H2 est préoccupé par une idée de F son associée. Il n’a de cesse de vouloir la convaincre de l’en dissuader et de changer d'avis, d’avoir un débat d’idées avec elle. Cette envie le torture. Il prend à témoin H3 et le ligue à ses côtés pour s'attaquer à ce qui fait obstacle à son désir, tel une nécessité. H2 et H3 y arriveront-ils ? comment F réagira ?

 

L’obsession de savoir ce que l’autre pense jusqu’à l’acharnement ; Celle d’en découdre ; Celle de s’approcher de la vérité jusqu’à se confronter au doute ; Se mettre hors de soi au risque de tout violenter ; Le combat entre l’indifférence et la tolérance qui viennent bousculer l’équilibre de ses certitudes et de ses croyances… Autant de positions du moi et de troubles de la perception qui sont ici magnifiquement illustrés par le texte de l’autrice et par le jeu des comédiens.

 

La superbe mise en scène de Agnès Galan apporte au texte un réalisme direct et cru, ne laissant aucune place à l’errance ou à l’onirisme. Elle nous invite à entendre ce qui résonne en nous au vu et à l’écoute de cette pièce. À ce titre, la mise en scène est fidèle à l’expression même de Sarraute : « Le réalisme se déplace. Ce que j’appelle réalisme, c’est toujours du réel qui n’est pas encore pris dans des formes convenues… Je ne prétends pas recouvrir toute la réalité, mais une partie, à un certain niveau, de la réalité. » (2009, entretien avec Jean Ristat).

▸ **Énoncé**:
D'après l'extrait sur la pièce :
(a) Quel lien unit F à H2 ?
(b) Qui signe la mise en scène ?
(c) Avec qui Sarraute s'entretenait-elle dans la citation donnée, et en quelle année ?
Les entrées ne sont pas nécessaires ici.

(Entrées d'une source de données)
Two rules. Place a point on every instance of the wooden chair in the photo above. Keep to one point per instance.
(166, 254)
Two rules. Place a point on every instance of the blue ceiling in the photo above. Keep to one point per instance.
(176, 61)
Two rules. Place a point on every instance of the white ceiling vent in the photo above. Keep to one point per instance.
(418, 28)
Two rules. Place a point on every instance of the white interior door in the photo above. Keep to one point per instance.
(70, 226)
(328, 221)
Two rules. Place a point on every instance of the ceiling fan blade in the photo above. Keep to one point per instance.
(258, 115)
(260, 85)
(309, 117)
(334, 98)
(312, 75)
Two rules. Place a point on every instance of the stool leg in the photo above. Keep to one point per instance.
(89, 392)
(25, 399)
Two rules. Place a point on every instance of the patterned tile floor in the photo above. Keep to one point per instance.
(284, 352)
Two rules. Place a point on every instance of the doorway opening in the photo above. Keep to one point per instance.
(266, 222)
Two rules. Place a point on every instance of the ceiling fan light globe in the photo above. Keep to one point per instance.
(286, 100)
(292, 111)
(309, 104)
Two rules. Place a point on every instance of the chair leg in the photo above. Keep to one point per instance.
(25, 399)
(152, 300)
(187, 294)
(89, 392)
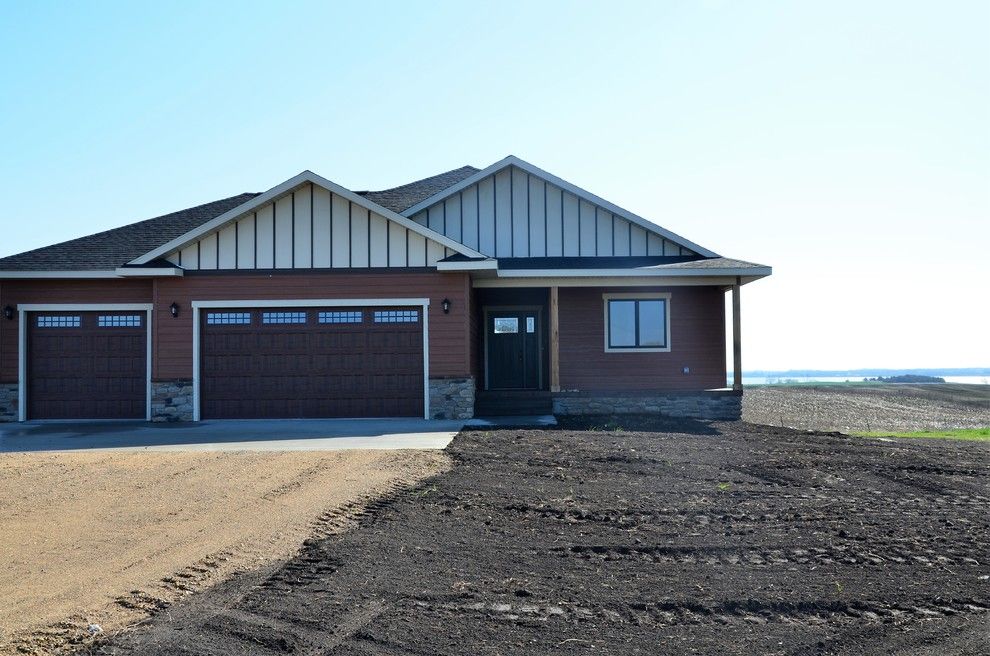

▸ **Réponse**:
(a) F est l'associée de H2.
(b) Agnès Galan.
(c) Avec Jean Ristat, en 2009.